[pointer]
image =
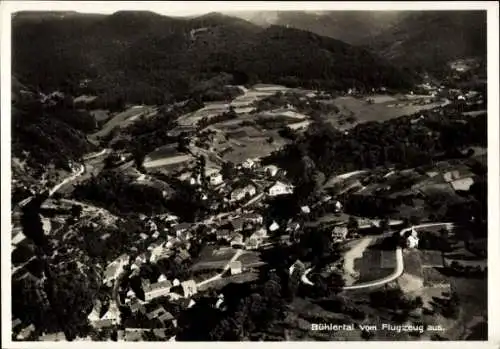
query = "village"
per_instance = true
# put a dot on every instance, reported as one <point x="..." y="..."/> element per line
<point x="173" y="261"/>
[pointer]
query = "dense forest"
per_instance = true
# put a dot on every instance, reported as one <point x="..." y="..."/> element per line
<point x="45" y="134"/>
<point x="167" y="57"/>
<point x="324" y="151"/>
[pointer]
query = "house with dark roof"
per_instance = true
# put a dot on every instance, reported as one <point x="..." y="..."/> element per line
<point x="157" y="289"/>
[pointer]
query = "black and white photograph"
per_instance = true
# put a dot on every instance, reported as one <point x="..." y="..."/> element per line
<point x="243" y="174"/>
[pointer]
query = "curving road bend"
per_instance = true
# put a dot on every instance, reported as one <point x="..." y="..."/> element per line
<point x="399" y="263"/>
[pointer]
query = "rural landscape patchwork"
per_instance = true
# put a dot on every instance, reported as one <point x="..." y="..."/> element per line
<point x="249" y="176"/>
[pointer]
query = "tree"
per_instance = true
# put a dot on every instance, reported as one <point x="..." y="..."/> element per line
<point x="367" y="335"/>
<point x="228" y="170"/>
<point x="76" y="211"/>
<point x="353" y="225"/>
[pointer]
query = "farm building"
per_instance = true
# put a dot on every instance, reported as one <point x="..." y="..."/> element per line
<point x="240" y="193"/>
<point x="235" y="267"/>
<point x="339" y="232"/>
<point x="280" y="188"/>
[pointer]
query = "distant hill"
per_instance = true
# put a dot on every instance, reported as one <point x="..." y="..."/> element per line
<point x="433" y="38"/>
<point x="141" y="55"/>
<point x="47" y="130"/>
<point x="353" y="27"/>
<point x="424" y="39"/>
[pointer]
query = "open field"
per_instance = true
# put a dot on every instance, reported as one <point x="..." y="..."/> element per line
<point x="250" y="259"/>
<point x="211" y="258"/>
<point x="100" y="114"/>
<point x="250" y="147"/>
<point x="210" y="110"/>
<point x="169" y="161"/>
<point x="384" y="108"/>
<point x="123" y="119"/>
<point x="166" y="151"/>
<point x="431" y="258"/>
<point x="237" y="279"/>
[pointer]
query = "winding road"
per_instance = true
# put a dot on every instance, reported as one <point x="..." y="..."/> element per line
<point x="399" y="263"/>
<point x="226" y="268"/>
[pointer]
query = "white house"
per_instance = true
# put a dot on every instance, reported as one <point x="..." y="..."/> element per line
<point x="338" y="206"/>
<point x="248" y="163"/>
<point x="280" y="188"/>
<point x="412" y="240"/>
<point x="305" y="209"/>
<point x="240" y="193"/>
<point x="158" y="289"/>
<point x="339" y="233"/>
<point x="298" y="265"/>
<point x="235" y="267"/>
<point x="274" y="226"/>
<point x="216" y="179"/>
<point x="271" y="170"/>
<point x="189" y="288"/>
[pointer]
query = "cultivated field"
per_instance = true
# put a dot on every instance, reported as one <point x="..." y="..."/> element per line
<point x="385" y="107"/>
<point x="123" y="119"/>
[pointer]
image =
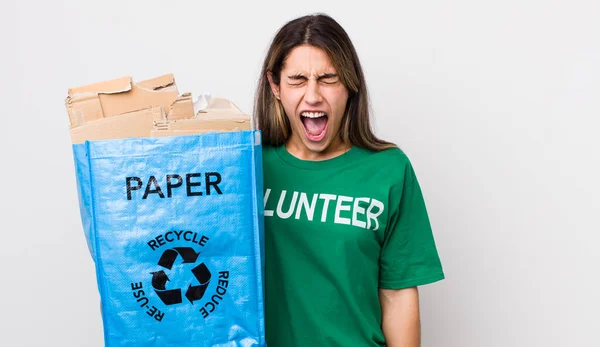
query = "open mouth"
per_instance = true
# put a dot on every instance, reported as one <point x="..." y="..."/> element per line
<point x="315" y="125"/>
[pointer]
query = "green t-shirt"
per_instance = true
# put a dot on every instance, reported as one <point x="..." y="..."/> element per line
<point x="335" y="232"/>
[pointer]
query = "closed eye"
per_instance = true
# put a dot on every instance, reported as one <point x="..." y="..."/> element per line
<point x="296" y="80"/>
<point x="329" y="78"/>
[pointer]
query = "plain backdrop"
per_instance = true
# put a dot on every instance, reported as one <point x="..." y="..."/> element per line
<point x="495" y="102"/>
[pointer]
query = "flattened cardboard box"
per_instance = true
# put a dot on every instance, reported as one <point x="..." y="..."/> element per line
<point x="120" y="108"/>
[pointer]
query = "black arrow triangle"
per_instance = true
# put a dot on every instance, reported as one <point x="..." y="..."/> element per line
<point x="188" y="254"/>
<point x="195" y="292"/>
<point x="167" y="259"/>
<point x="159" y="280"/>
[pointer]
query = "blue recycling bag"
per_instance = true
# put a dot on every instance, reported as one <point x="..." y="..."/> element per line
<point x="174" y="225"/>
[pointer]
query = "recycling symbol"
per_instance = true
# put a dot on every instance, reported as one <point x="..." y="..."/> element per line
<point x="160" y="279"/>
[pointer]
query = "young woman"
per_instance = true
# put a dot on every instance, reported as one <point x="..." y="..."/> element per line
<point x="347" y="234"/>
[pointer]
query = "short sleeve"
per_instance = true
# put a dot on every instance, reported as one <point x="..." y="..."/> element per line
<point x="409" y="256"/>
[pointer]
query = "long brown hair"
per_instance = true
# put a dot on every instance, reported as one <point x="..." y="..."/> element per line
<point x="322" y="31"/>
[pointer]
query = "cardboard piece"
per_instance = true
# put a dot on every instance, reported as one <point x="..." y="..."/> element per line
<point x="120" y="108"/>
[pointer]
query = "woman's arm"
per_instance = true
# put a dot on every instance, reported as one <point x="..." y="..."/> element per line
<point x="401" y="319"/>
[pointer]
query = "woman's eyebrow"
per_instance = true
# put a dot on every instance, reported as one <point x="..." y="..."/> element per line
<point x="328" y="75"/>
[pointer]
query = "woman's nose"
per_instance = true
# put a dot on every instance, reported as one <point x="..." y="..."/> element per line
<point x="313" y="94"/>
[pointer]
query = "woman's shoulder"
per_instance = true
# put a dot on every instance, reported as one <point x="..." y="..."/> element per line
<point x="389" y="157"/>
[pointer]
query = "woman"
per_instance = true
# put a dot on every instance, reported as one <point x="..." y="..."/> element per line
<point x="347" y="234"/>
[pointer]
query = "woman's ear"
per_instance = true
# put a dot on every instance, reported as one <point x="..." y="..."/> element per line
<point x="274" y="86"/>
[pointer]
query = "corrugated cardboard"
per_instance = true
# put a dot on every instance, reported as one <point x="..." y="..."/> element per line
<point x="120" y="108"/>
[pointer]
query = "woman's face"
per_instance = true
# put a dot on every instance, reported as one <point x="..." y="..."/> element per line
<point x="314" y="100"/>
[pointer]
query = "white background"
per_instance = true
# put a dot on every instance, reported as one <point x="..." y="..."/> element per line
<point x="495" y="102"/>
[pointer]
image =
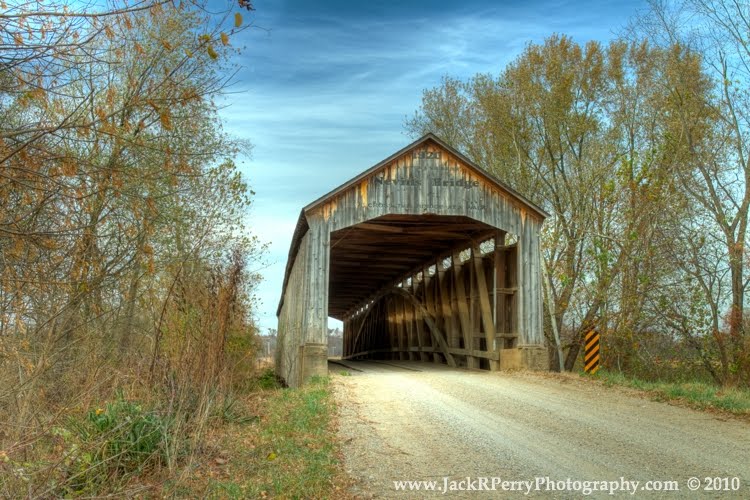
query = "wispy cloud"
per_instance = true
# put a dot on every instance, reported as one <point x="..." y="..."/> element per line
<point x="323" y="93"/>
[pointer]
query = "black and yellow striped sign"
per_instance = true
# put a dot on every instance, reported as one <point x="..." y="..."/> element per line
<point x="591" y="353"/>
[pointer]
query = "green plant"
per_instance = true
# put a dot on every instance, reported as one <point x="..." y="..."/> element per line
<point x="268" y="380"/>
<point x="121" y="439"/>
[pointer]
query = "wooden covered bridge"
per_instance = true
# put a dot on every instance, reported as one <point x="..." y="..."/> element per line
<point x="424" y="256"/>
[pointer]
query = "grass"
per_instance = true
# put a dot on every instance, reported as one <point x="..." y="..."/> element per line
<point x="694" y="394"/>
<point x="289" y="451"/>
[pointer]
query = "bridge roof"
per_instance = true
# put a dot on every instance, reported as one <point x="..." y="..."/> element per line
<point x="393" y="244"/>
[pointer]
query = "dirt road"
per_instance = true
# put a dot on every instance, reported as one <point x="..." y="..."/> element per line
<point x="545" y="436"/>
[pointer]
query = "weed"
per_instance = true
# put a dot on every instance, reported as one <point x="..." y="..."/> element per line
<point x="268" y="380"/>
<point x="695" y="394"/>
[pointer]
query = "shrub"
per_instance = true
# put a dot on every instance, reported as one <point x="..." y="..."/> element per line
<point x="118" y="440"/>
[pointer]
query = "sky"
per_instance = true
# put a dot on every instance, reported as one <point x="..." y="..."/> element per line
<point x="324" y="88"/>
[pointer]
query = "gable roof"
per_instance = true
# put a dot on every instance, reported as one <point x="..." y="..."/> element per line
<point x="429" y="137"/>
<point x="302" y="225"/>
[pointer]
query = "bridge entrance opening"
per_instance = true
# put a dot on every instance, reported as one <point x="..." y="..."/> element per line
<point x="424" y="256"/>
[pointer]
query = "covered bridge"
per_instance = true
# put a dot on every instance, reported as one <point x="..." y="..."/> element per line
<point x="425" y="256"/>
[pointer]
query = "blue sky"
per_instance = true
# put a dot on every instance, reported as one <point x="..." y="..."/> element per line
<point x="324" y="88"/>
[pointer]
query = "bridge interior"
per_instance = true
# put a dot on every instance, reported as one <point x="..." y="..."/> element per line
<point x="426" y="288"/>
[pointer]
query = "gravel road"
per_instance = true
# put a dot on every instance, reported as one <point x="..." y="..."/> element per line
<point x="547" y="436"/>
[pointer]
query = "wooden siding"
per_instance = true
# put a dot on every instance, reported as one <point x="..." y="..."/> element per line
<point x="428" y="182"/>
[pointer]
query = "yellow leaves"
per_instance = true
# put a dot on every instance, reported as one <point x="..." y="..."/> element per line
<point x="166" y="119"/>
<point x="68" y="168"/>
<point x="111" y="95"/>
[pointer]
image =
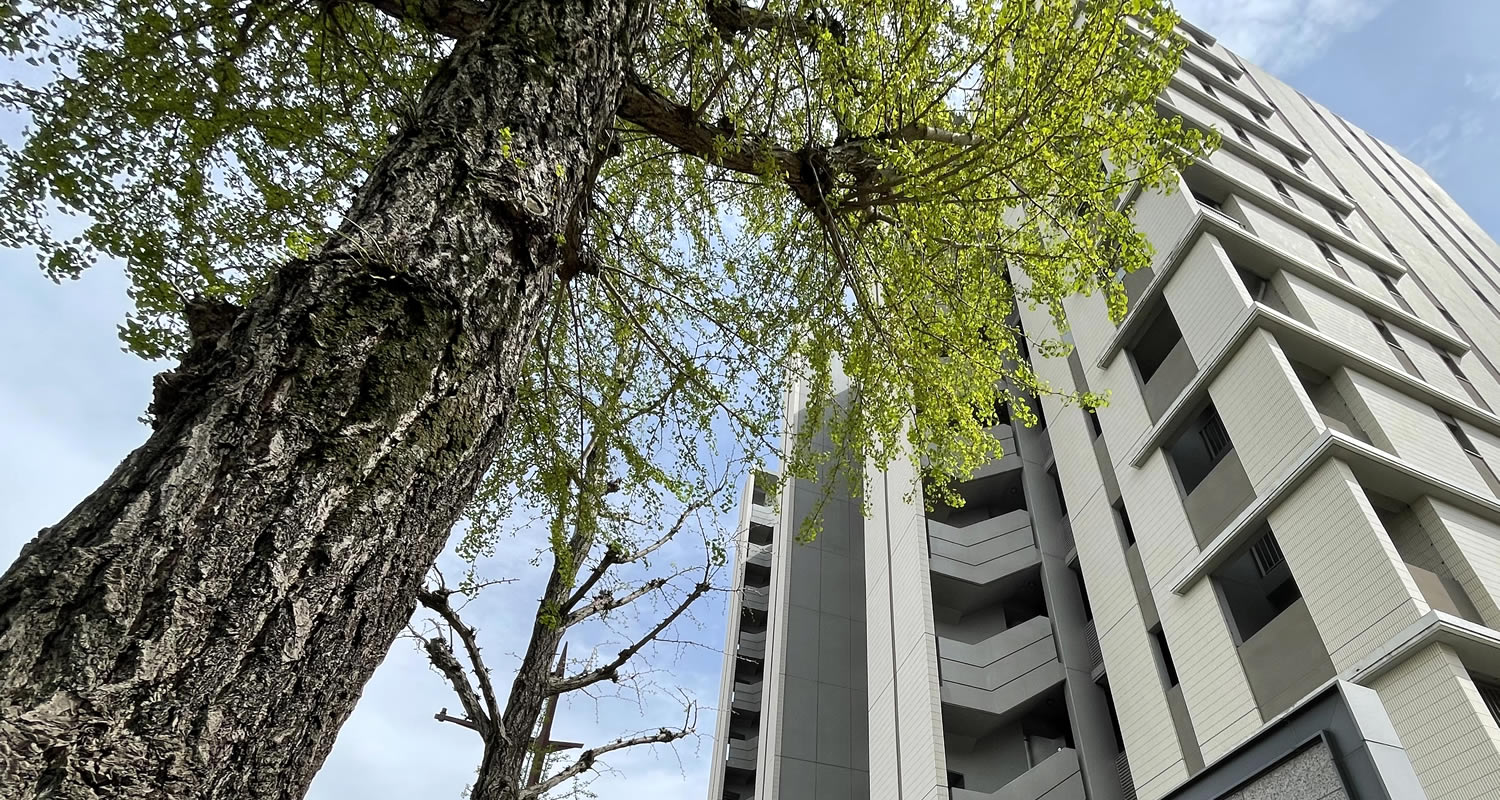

+===+

**EXERCISE PROMPT:** Locate every line in the data above that contains the string "wooden" and copy each of those lines. Count a match only when its capitalization is identical.

**SOLUTION FOR THIS TASK:**
query = "wooden covered bridge"
query = "wooden siding"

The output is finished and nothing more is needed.